**WHAT THE TASK REQUIRES:**
Rewrite every line of the material, replacing "instance" with "object" wherever it occurs and leaving everything else unchanged.

# Start of EXTRACTED DATA

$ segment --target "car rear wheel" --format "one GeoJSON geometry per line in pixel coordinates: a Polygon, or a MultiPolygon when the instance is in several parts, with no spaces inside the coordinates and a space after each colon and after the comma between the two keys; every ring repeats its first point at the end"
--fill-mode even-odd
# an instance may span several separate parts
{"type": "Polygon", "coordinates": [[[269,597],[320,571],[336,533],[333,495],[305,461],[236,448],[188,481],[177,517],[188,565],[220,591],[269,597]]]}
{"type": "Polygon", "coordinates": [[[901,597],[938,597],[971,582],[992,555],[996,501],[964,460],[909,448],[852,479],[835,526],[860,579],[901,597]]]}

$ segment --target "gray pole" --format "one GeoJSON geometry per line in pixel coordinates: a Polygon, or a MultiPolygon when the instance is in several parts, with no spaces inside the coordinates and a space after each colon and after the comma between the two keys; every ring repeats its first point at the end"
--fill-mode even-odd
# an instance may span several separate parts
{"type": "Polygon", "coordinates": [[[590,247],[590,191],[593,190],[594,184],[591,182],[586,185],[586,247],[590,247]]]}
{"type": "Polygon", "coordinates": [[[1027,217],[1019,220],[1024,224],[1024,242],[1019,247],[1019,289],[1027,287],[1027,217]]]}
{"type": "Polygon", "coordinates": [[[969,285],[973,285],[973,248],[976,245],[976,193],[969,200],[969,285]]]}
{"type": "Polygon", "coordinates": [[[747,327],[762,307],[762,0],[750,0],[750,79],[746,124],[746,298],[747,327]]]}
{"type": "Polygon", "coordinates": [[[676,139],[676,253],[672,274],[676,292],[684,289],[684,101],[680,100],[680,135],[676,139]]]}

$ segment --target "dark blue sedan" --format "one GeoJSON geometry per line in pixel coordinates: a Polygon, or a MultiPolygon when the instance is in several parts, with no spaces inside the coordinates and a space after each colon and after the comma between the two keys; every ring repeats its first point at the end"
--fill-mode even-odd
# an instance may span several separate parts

# End of EXTRACTED DATA

**ANSWER IN FULL:**
$ segment --target "car rear wheel" --format "one GeoJSON geometry per line in pixel coordinates: a Polygon, or a MultiPolygon when the object is in several parts, with no spaces inside the coordinates and a space after each colon and after the comma between the two keys; every ring repeats its first point at the end"
--fill-mode even-odd
# an object may span several separate parts
{"type": "Polygon", "coordinates": [[[269,597],[320,571],[336,533],[333,495],[305,461],[236,448],[188,481],[177,517],[188,565],[220,591],[269,597]]]}
{"type": "Polygon", "coordinates": [[[901,597],[938,597],[971,582],[992,555],[996,501],[964,460],[909,448],[852,479],[835,526],[860,579],[901,597]]]}

$ segment --target "gray pole" --format "one GeoJSON geometry per line in pixel coordinates: a Polygon, or a MultiPolygon when the object is in several parts, with no spaces inside the coordinates and a space after each colon and after the comma between the two keys; every ring repeats its first point at the end"
--fill-mode even-odd
# an object may span several separate parts
{"type": "Polygon", "coordinates": [[[590,247],[590,191],[593,190],[594,184],[591,182],[586,185],[586,247],[590,247]]]}
{"type": "Polygon", "coordinates": [[[1027,217],[1019,220],[1024,224],[1024,242],[1019,247],[1019,289],[1027,287],[1027,217]]]}
{"type": "Polygon", "coordinates": [[[969,285],[973,285],[973,248],[976,245],[976,193],[969,200],[969,285]]]}
{"type": "Polygon", "coordinates": [[[747,327],[762,307],[762,0],[750,0],[750,79],[746,124],[746,298],[747,327]]]}
{"type": "Polygon", "coordinates": [[[676,139],[676,253],[672,274],[676,292],[684,289],[684,101],[680,100],[680,135],[676,139]]]}

$ segment --target "dark blue sedan" --format "one GeoJSON geometry per line in pixel coordinates: a Polygon, or a MultiPolygon when the object is in several parts, with no spaces inside the coordinates and a space after each colon and after the comma between the two keys; every ring repeats its first point at the end"
--fill-mode even-odd
# an object may span several separate parts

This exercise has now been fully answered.